● PROBLEM DETAILS: Restate the data word for word and leave the images out.

>> Start RECORDS

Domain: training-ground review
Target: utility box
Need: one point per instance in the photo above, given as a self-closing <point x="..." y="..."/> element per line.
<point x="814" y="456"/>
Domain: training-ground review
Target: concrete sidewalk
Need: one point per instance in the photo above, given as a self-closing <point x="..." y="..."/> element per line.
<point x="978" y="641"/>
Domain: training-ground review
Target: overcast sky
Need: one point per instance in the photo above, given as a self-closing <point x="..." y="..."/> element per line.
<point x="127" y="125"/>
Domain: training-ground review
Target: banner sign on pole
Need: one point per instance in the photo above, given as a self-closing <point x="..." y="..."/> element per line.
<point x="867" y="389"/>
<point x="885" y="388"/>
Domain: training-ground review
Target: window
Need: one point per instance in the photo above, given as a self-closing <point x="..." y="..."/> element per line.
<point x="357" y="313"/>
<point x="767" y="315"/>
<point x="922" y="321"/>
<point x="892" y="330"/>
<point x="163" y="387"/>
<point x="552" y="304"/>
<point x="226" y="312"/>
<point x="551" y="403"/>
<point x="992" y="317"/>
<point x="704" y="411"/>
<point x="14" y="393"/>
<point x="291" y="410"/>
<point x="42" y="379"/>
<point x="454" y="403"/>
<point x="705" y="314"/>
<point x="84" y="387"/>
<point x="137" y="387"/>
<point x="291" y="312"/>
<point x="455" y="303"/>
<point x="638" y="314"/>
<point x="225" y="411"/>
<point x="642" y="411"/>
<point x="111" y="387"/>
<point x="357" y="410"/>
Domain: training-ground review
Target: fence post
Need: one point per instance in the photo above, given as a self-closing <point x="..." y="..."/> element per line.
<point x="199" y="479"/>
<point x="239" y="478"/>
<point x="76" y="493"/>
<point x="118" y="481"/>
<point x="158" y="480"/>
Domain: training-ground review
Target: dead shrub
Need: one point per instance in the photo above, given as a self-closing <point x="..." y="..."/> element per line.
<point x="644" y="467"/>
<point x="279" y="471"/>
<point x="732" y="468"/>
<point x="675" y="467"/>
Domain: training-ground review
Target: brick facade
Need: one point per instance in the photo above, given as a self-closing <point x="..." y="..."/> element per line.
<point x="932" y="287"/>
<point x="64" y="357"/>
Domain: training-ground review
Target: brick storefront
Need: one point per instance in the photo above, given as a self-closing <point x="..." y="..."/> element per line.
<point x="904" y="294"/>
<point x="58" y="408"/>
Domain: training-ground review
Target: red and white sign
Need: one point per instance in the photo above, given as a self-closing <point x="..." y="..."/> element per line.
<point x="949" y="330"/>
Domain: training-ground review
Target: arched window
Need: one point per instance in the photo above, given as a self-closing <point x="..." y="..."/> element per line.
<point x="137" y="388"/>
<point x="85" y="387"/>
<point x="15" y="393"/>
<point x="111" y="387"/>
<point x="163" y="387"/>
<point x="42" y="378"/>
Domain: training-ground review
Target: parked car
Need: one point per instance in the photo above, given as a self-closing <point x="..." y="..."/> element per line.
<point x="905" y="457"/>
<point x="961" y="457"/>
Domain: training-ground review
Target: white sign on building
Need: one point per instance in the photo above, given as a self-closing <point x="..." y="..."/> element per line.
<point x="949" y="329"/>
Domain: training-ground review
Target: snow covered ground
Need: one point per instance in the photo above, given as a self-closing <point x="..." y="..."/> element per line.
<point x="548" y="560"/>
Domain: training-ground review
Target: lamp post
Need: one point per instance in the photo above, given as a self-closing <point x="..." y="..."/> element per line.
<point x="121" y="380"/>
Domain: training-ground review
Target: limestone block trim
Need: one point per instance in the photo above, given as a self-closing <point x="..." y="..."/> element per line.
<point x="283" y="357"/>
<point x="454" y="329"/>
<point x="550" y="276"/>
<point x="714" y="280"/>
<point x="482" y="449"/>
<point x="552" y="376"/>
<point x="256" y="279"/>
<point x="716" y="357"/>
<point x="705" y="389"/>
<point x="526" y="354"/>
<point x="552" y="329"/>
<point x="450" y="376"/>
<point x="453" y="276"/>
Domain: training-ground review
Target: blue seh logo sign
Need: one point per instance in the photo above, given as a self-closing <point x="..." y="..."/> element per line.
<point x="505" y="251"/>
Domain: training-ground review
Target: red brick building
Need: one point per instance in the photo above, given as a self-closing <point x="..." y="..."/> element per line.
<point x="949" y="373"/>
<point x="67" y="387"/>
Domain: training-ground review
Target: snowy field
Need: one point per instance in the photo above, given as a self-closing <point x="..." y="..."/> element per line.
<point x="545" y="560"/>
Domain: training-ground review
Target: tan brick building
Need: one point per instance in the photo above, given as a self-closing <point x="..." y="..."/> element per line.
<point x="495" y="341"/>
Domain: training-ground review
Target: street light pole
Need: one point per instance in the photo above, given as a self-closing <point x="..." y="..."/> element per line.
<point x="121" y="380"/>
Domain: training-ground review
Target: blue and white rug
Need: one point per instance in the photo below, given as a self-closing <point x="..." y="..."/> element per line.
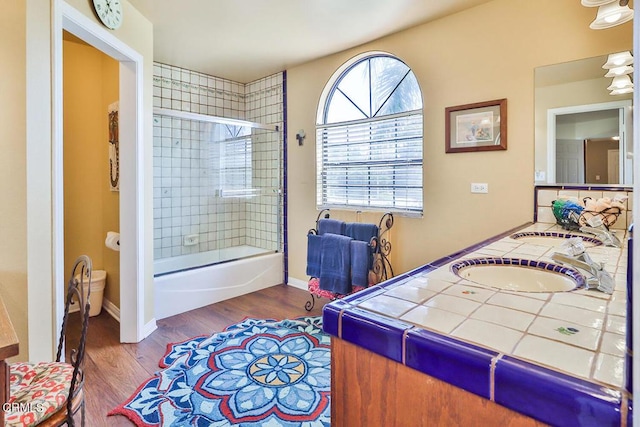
<point x="259" y="372"/>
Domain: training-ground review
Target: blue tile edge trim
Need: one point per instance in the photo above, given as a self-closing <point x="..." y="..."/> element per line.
<point x="376" y="333"/>
<point x="591" y="240"/>
<point x="572" y="273"/>
<point x="553" y="397"/>
<point x="458" y="363"/>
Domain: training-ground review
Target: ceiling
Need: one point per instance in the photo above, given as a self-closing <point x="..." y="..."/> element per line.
<point x="250" y="39"/>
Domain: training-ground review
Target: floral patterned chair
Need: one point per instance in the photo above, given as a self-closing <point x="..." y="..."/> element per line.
<point x="50" y="393"/>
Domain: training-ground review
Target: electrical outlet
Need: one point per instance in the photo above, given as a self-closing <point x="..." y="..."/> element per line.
<point x="190" y="240"/>
<point x="479" y="187"/>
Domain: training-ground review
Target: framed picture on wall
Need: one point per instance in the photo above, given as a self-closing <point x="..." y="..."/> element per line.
<point x="481" y="126"/>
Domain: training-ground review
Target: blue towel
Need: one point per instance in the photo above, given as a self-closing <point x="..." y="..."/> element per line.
<point x="333" y="226"/>
<point x="361" y="231"/>
<point x="360" y="254"/>
<point x="314" y="248"/>
<point x="335" y="266"/>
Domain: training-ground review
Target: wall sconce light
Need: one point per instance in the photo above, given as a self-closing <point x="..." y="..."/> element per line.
<point x="610" y="13"/>
<point x="618" y="59"/>
<point x="619" y="71"/>
<point x="619" y="67"/>
<point x="300" y="136"/>
<point x="621" y="82"/>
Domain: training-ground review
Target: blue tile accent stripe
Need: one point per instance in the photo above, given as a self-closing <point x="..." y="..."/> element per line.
<point x="587" y="239"/>
<point x="285" y="178"/>
<point x="536" y="391"/>
<point x="458" y="363"/>
<point x="378" y="334"/>
<point x="572" y="273"/>
<point x="553" y="397"/>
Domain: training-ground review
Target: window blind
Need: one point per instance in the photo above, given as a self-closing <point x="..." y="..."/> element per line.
<point x="371" y="163"/>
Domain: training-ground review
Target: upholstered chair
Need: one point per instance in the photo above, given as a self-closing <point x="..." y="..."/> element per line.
<point x="51" y="393"/>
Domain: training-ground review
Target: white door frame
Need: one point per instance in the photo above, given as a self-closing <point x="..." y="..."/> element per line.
<point x="45" y="213"/>
<point x="624" y="118"/>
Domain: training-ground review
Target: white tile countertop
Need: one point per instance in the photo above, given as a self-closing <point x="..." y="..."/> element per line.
<point x="580" y="333"/>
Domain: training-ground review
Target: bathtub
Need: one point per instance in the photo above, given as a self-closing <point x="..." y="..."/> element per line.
<point x="181" y="285"/>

>> End RECORDS

● ANSWER TO THIS EXERCISE:
Domain: training-ground review
Target: utility box
Need: one point per instance in the photo above, given as a self-closing <point x="..." y="..."/> element per line.
<point x="814" y="456"/>
Domain: training-ground review
Target: concrete sidewalk
Need: one point per instance in the photo above, given as a self-closing <point x="..." y="..."/> element per line.
<point x="978" y="641"/>
Domain: training-ground review
Target: overcast sky
Need: one point per instance in the photo above, given as a self-closing <point x="..." y="..."/> element per line.
<point x="127" y="125"/>
Domain: training-ground review
Target: banner sign on pole
Need: one point per instance in the photo above, given as a self-closing <point x="..." y="..."/> element per line.
<point x="867" y="389"/>
<point x="885" y="388"/>
Domain: training-ground review
Target: window
Need: one point per instance in the photo above, given as a self-closing <point x="..." y="..."/> element per line.
<point x="357" y="313"/>
<point x="767" y="315"/>
<point x="922" y="321"/>
<point x="892" y="330"/>
<point x="163" y="387"/>
<point x="552" y="304"/>
<point x="226" y="312"/>
<point x="551" y="403"/>
<point x="992" y="317"/>
<point x="704" y="411"/>
<point x="14" y="393"/>
<point x="291" y="410"/>
<point x="42" y="379"/>
<point x="454" y="403"/>
<point x="705" y="314"/>
<point x="84" y="387"/>
<point x="137" y="387"/>
<point x="291" y="312"/>
<point x="455" y="303"/>
<point x="638" y="314"/>
<point x="225" y="411"/>
<point x="642" y="411"/>
<point x="111" y="387"/>
<point x="357" y="410"/>
Domain: training-ground review
Target: fence post
Need: one point per instance in the photo above, given as a self-closing <point x="..." y="..."/> element per line.
<point x="199" y="479"/>
<point x="239" y="478"/>
<point x="76" y="493"/>
<point x="118" y="481"/>
<point x="158" y="480"/>
Domain: training-ground review
Target: dead shrub
Need: one point per instance in the photo above, given as a self-closing <point x="..." y="..."/> element per line.
<point x="644" y="467"/>
<point x="279" y="471"/>
<point x="732" y="468"/>
<point x="675" y="467"/>
Domain: training-ground review
Target: brick facade
Need: one point per instance in the photo above, given as a self-closing <point x="..." y="..."/> element per line.
<point x="932" y="287"/>
<point x="64" y="357"/>
Domain: training-ground review
Target: brick storefront
Need: one point per instance in the photo above, given as a self-closing <point x="..." y="..."/> element per line.
<point x="904" y="294"/>
<point x="58" y="408"/>
Domain: training-ground review
Target: red and white sign
Need: one point per instance in the photo above, given as a self-closing <point x="..." y="..."/> element per line.
<point x="949" y="330"/>
Domain: training-ground review
Target: arched window
Need: one point per instance in the photo above, given as a self-closing <point x="..." y="..."/> element per line.
<point x="137" y="388"/>
<point x="85" y="387"/>
<point x="15" y="393"/>
<point x="111" y="387"/>
<point x="163" y="387"/>
<point x="42" y="378"/>
Domain: training-ground review
Target: parked car
Need: one point per instance in the photo above, given as a self-closing <point x="..." y="..."/> element per line.
<point x="905" y="457"/>
<point x="961" y="457"/>
Domain: training-ground review
Target: white sign on building
Need: one point per instance in the photo above, given as a self-closing <point x="..." y="..."/> element per line.
<point x="949" y="329"/>
Domain: training-ground review
Target: snow covered ground
Need: one point per instance in the photo above, given as a self-closing <point x="..." y="..."/> element per line.
<point x="548" y="560"/>
Domain: training-ground review
Target: lamp post
Need: one point per instance in the photo above, given as a self-closing <point x="..." y="..."/> element per line.
<point x="121" y="380"/>
Domain: training-ground review
Target: limestone block trim
Need: one point per instance in the photo above, given as a self-closing <point x="..." y="..."/> element per line.
<point x="283" y="357"/>
<point x="454" y="329"/>
<point x="550" y="276"/>
<point x="714" y="280"/>
<point x="482" y="449"/>
<point x="552" y="376"/>
<point x="256" y="279"/>
<point x="716" y="357"/>
<point x="705" y="389"/>
<point x="526" y="354"/>
<point x="552" y="329"/>
<point x="450" y="376"/>
<point x="453" y="276"/>
Domain: training-ground review
Target: blue seh logo sign
Need: one point per instance in the photo above, given as a self-closing <point x="..." y="..."/> element per line.
<point x="505" y="251"/>
Domain: training-ground review
Target: red brick building
Need: one point per instance in the photo above, given as a self-closing <point x="..." y="..."/> element per line.
<point x="949" y="373"/>
<point x="67" y="387"/>
Domain: training-ground review
Target: snowy field
Need: one point per instance in the photo above, given as a self-closing <point x="..." y="..."/> element per line.
<point x="545" y="560"/>
Domain: training-ground review
Target: tan brick building
Need: one point per instance in the photo above, given as a self-closing <point x="..." y="..."/> element per line.
<point x="495" y="341"/>
Domain: training-ground review
Target: street light pole
Need: one point per instance in the photo above, given as a self-closing <point x="..." y="..."/> element per line.
<point x="121" y="380"/>
Domain: training-ground review
Target: blue and white rug
Need: one point per instance in the photo below, given as a self-closing <point x="..." y="..."/> element per line.
<point x="259" y="372"/>
Domain: training-ground review
Target: blue tile edge trim
Need: one point per instance in the photo above, given as a self-closing <point x="..." y="..."/> element per line.
<point x="376" y="333"/>
<point x="591" y="240"/>
<point x="572" y="273"/>
<point x="553" y="397"/>
<point x="458" y="363"/>
Domain: training-ground review
Target: ceiling
Need: one point per instance in the photo above, given as a self-closing <point x="..." y="..."/> element per line.
<point x="250" y="39"/>
Domain: training-ground review
Target: floral patterned chair
Need: one point per instance in the photo above, given as a self-closing <point x="..." y="..."/> element per line.
<point x="50" y="393"/>
Domain: training-ground review
Target: electrical outlet
Need: one point per instance in the photo above, given as a self-closing <point x="..." y="..."/> element per line.
<point x="190" y="240"/>
<point x="479" y="187"/>
Domain: training-ground review
Target: framed picture on wall
Need: one point per instance in the photo above, given as a self-closing <point x="..." y="..."/> element per line.
<point x="481" y="126"/>
Domain: training-ground review
Target: blue towel
Need: one point per instance in the photo above, given as a self-closing <point x="..." y="..."/> element per line.
<point x="333" y="226"/>
<point x="361" y="231"/>
<point x="360" y="254"/>
<point x="314" y="248"/>
<point x="335" y="266"/>
Domain: training-ground review
Target: wall sconce light
Need: one point per instance in the photo above, given as a self-closing <point x="..." y="..."/> element per line.
<point x="610" y="13"/>
<point x="618" y="59"/>
<point x="619" y="71"/>
<point x="619" y="67"/>
<point x="300" y="136"/>
<point x="621" y="82"/>
Domain: training-ground review
Target: blue tile accent stripe
Need: one point per instance in the photo above, given as a self-closing <point x="..." y="..."/> element per line.
<point x="587" y="239"/>
<point x="285" y="178"/>
<point x="536" y="391"/>
<point x="458" y="363"/>
<point x="378" y="334"/>
<point x="572" y="273"/>
<point x="553" y="397"/>
Domain: training-ground review
Target: window blind
Need: one point per instance in the photo above, given as a self-closing <point x="..." y="..."/> element per line.
<point x="371" y="163"/>
Domain: training-ground review
Target: upholstered chair
Need: one point per instance in the photo above, given as a self-closing <point x="..." y="..."/> element per line.
<point x="51" y="393"/>
Domain: training-ground review
Target: white door frame
Need: one point per instance in the photo above, given as a self-closing <point x="..." y="..."/> element per line.
<point x="45" y="213"/>
<point x="624" y="118"/>
Domain: training-ground review
Target: white tile countertop
Need: one point per instance in the photo above, given as a self-closing <point x="..." y="..."/> element per line.
<point x="580" y="333"/>
Domain: training-ground review
Target: bathtub
Need: one point per instance in the photo above, given as a self-closing <point x="..." y="..."/> element per line.
<point x="181" y="285"/>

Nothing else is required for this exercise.